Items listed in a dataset

________

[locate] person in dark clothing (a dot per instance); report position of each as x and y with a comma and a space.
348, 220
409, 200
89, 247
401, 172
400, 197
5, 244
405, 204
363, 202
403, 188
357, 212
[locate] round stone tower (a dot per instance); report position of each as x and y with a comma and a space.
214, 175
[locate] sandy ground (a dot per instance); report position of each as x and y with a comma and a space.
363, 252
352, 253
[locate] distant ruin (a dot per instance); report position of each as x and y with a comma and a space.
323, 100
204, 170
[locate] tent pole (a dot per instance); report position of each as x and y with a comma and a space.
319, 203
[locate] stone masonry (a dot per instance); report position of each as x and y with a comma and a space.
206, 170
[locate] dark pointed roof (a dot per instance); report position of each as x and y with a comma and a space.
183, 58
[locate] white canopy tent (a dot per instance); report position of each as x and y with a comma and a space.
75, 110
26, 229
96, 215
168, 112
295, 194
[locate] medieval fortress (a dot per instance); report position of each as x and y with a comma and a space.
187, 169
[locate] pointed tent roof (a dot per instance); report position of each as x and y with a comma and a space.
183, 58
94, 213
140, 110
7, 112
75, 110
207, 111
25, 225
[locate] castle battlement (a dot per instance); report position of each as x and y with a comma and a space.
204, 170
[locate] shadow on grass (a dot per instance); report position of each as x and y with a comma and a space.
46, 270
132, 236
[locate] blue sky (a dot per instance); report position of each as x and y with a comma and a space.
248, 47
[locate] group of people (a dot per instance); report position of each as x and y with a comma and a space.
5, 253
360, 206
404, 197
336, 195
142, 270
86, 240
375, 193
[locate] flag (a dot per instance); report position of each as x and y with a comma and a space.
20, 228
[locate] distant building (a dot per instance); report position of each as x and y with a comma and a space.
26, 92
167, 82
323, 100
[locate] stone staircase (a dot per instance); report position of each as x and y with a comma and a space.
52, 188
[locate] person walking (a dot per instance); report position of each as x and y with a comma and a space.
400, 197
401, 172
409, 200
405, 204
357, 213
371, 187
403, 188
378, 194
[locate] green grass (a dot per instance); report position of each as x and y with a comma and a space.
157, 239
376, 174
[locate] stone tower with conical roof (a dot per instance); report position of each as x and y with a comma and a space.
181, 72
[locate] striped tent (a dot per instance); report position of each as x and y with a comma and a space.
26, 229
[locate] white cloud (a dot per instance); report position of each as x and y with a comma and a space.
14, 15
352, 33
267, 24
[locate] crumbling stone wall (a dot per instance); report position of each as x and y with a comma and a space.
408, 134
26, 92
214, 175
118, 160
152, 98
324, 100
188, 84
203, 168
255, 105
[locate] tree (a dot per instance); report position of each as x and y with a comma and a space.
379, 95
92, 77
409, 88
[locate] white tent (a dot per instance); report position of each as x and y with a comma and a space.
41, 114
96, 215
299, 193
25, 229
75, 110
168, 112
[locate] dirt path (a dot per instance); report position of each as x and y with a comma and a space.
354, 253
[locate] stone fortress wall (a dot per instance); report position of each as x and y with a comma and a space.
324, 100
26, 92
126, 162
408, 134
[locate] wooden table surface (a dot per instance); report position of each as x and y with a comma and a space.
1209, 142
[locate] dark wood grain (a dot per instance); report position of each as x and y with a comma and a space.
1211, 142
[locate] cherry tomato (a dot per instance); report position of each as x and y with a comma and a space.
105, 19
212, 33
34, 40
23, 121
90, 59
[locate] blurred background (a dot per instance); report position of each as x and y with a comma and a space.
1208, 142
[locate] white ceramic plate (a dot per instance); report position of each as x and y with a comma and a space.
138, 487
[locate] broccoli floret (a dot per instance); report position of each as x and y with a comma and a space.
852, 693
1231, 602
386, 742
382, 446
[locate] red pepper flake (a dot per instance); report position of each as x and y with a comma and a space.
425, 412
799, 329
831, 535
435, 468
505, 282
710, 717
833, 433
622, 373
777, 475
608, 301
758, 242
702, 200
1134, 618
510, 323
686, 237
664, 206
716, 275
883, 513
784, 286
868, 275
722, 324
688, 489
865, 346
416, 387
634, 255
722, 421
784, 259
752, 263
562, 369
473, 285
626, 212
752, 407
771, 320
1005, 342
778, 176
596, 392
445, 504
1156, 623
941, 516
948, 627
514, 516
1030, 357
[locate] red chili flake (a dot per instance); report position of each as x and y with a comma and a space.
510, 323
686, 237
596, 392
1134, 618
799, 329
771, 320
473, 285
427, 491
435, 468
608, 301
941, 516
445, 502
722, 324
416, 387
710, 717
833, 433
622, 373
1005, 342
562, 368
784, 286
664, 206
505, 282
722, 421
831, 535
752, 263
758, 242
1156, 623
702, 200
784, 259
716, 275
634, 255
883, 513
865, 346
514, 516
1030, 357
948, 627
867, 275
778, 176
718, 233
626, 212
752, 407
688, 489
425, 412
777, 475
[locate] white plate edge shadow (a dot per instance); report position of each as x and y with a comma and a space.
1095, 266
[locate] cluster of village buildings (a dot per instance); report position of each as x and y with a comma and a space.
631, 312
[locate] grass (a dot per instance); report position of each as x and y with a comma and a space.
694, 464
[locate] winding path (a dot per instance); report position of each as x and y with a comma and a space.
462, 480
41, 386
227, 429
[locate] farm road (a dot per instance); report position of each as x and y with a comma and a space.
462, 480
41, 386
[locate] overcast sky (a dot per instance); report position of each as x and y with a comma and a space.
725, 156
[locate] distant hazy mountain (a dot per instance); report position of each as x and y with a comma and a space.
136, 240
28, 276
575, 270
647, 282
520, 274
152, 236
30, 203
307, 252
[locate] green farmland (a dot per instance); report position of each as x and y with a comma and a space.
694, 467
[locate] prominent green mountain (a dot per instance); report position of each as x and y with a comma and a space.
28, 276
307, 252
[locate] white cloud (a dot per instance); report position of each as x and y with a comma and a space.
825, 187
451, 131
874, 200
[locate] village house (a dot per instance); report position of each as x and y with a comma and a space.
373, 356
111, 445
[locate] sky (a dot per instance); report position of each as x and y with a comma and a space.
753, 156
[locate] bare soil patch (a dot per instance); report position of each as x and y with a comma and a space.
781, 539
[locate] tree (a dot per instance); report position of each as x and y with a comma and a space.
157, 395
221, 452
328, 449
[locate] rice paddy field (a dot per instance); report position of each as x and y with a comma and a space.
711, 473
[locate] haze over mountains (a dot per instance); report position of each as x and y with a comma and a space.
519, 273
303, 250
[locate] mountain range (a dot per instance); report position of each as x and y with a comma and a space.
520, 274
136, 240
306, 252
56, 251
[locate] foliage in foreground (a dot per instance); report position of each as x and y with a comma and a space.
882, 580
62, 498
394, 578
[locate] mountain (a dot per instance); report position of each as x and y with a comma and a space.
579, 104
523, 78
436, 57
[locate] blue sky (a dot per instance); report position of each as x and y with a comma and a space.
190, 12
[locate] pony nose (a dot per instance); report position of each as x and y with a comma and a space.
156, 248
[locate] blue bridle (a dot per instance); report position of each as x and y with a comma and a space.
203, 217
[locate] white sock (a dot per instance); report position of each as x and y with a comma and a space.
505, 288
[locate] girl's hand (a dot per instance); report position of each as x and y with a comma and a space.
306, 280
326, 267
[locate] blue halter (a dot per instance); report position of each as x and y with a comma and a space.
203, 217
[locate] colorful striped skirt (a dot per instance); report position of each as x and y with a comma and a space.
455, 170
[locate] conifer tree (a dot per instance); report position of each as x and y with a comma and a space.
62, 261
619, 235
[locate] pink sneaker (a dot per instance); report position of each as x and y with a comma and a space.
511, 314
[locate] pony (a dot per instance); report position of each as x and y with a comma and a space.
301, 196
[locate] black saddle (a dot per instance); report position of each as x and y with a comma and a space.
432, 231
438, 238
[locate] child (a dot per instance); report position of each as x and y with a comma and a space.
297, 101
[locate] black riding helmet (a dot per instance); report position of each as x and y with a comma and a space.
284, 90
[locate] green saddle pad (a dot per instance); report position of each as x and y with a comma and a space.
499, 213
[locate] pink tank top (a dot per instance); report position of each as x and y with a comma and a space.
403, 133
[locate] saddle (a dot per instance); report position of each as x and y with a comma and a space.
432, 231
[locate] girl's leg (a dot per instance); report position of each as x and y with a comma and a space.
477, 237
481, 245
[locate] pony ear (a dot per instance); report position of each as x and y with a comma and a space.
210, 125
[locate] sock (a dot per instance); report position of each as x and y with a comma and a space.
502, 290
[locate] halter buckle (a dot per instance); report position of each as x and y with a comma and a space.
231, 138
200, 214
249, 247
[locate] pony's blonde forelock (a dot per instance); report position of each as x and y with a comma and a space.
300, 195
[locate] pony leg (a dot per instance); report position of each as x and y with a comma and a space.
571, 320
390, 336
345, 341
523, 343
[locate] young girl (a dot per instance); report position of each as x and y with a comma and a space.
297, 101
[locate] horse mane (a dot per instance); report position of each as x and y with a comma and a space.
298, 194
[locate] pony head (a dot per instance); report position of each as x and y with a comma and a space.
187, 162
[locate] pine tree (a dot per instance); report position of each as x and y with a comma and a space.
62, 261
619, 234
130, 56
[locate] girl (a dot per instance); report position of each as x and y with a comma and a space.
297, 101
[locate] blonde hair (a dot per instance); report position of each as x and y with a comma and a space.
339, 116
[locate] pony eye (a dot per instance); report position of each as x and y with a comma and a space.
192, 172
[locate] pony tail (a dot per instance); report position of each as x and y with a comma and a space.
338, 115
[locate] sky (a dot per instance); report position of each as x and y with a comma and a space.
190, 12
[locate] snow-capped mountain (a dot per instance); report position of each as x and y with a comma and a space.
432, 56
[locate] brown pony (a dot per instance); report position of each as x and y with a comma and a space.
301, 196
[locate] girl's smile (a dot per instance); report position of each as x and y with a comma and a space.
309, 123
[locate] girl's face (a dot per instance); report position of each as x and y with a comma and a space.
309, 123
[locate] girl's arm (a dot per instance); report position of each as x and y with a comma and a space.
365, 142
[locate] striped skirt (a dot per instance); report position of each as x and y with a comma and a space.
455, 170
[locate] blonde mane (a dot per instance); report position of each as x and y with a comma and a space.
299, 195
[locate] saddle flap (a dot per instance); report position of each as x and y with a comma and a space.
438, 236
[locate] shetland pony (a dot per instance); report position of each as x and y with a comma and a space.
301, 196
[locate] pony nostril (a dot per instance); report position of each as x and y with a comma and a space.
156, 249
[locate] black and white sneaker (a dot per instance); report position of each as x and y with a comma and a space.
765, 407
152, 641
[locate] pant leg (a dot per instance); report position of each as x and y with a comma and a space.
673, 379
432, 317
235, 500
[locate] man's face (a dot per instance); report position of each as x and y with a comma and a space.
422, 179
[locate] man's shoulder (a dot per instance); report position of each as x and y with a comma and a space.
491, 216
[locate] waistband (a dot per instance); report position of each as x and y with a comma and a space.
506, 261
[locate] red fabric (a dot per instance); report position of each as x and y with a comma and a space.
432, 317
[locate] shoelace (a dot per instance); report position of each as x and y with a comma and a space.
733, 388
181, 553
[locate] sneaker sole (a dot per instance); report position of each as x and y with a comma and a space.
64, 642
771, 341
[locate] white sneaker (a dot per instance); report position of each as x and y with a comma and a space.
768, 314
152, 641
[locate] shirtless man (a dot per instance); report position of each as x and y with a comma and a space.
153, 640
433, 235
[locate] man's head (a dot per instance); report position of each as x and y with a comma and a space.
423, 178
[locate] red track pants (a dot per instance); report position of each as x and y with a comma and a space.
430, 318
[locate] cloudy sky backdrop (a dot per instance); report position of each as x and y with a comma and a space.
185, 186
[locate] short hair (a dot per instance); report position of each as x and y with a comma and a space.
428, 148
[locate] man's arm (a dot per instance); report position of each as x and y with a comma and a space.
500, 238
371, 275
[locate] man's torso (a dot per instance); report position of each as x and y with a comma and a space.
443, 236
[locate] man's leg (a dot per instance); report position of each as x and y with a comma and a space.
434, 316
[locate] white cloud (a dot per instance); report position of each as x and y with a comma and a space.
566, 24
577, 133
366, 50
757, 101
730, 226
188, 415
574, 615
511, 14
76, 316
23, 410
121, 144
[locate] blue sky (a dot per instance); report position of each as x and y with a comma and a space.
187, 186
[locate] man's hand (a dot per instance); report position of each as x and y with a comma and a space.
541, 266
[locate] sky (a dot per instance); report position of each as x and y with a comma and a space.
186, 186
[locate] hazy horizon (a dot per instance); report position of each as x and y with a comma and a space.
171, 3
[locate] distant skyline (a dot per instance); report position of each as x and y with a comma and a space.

________

> **Requirement**: Recast the listing as a JSON list of strings with one string per line, leaving out blank lines. Start at the line that contains "[locate] man's torso" and continue through the end of the listing, including both ends.

> **Output for this task**:
[
  "[locate] man's torso (a dot per instance); report position of each as x and y with a comma and a space.",
  "443, 236",
  "[locate] man's leg (a dot per instance); report position of each as x and y with a comma and a space.",
  "434, 316",
  "[locate] white cloud (a dot per instance); report position of each as x and y with a comma and a space.",
  "566, 24",
  "577, 133",
  "366, 50",
  "757, 101",
  "730, 226",
  "188, 415",
  "574, 615",
  "511, 14",
  "76, 316",
  "23, 410",
  "121, 144",
  "[locate] blue sky (a dot per instance); report position of each as x and y with a comma and a space.",
  "187, 186",
  "[locate] man's hand (a dot per instance); report position of each as x and y with a comma and a space.",
  "541, 266",
  "[locate] sky (a dot per instance); report position of each as x and y with a comma and a space.",
  "186, 186",
  "[locate] hazy horizon (a dot per instance); report position of each as x and y with a comma and a space.",
  "171, 3",
  "[locate] distant skyline (a dot per instance); report position of each as x and y with a comma and a space."
]